== What you are asked to do ==
Say how many lines in the records include the string "photograph", adding no other words.

== Data supplied ==
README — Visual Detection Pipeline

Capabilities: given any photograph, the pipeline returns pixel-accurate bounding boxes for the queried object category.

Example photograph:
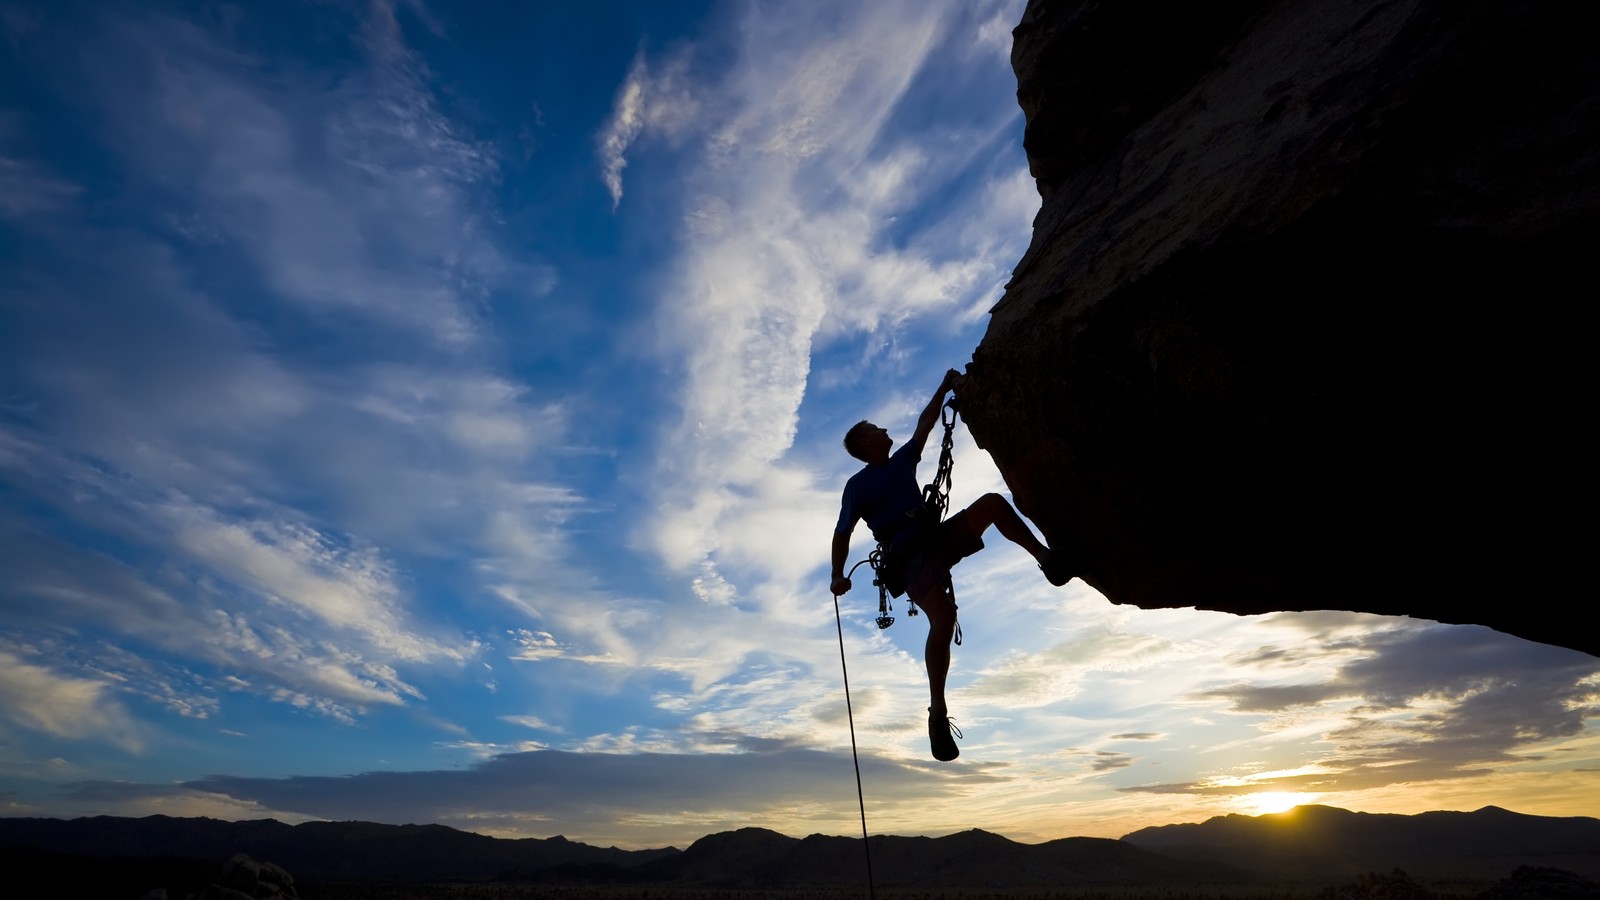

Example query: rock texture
[964,0,1597,656]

== Solution for this task ==
2